• Selected text
..........

The High Court has expressed concern over the “constitutional aberration” that allows the government to block disclosure under the Freedom of Information Act, but upheld the application of this veto to the so-called “Black Spider” letters sent by Prince Charles to various government departments. The case is interesting both for its position within the wider debate on the functioning of the constitutional monarchy, and because of the unprecedented power of veto provided to the government by s.53 of the Freedom of Information Act, which raises concerns about the government’s ability to override judicial and parliamentary decisions. The case also highlights the constitutional importance of judicial review as a check on executive power and the significance attached to the giving of proper reasons by ministers.
Since 19 January 2011, the absolute exemption in s.37(1) of the Freedom of Information Act, covering “correspondence with Her Majesty”, has been extended to include correspondence with the heir to the throne. This request, brought by Guardian journalist Rob Evans, related to earlier correspondence: a number of letters (many hand-written, hence the moniker) sent by the Prince of Wales to seven different government departments, over a seven month period between 2004-2005.

..........

• Data lines
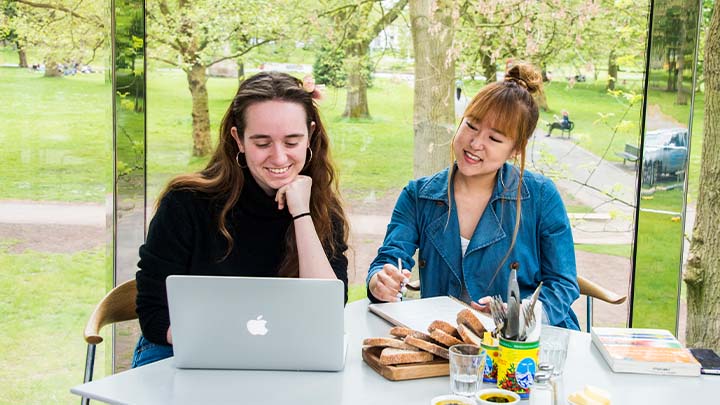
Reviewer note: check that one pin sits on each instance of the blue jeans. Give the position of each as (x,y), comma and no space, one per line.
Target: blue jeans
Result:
(147,352)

..........

• What you need to do
• a. Answer these questions about the article on the Black Spider letters:
(i) Which section of the Freedom of Information Act gives the government its power of veto?
(ii) Since what date has the s.37(1) exemption covered correspondence with the heir to the throne?
(iii) How many government departments received the letters?
• b. Carry on the article about the Black Spider letters from the point where it stops.

• Answers for this exercise
• a.
(i) Section 53 (s.53).
(ii) 19 January 2011.
(iii) Seven.

• b.
The initial request for information was declined by the departments in question, which the Information Commissioner decided was not unlawful. In September 2012, the Guardian was successful in its appeal to the Upper Tribunal, which decided that disclosure of “advocacy correspondence” was in the public interest as there should be “transparency as to how and when Prince Charles seeks to influence government”.
However in October 2012, the Attorney General, Dominic Grieve, issued a certificate under s.53(2) of the Freedom of Information Act. This section states that a Freedom of Information Act decision or enforcement notice shall cease to have effect if the ‘accountable person’ (in England, either a cabinet minister or the Attorney General) gives the Information Commissioner a signed certificate stating that he has on reasonable grounds formed the opinion that, in respect of the requests concerned, there was no failure to comply with the general right of access in s.1 of the Freedom of Information Act. The certificate thus overrides the court’s decision that there was such a breach.
Evans and the Guardian brought a judicial review against this decision. Counsel for the newspaper did not directly challenge the lawfulness or existence of the s.53 power, but argued that this exercise of the power was not justified and that there were no reasonable grounds for departing from the Upper Tribunal’s decision.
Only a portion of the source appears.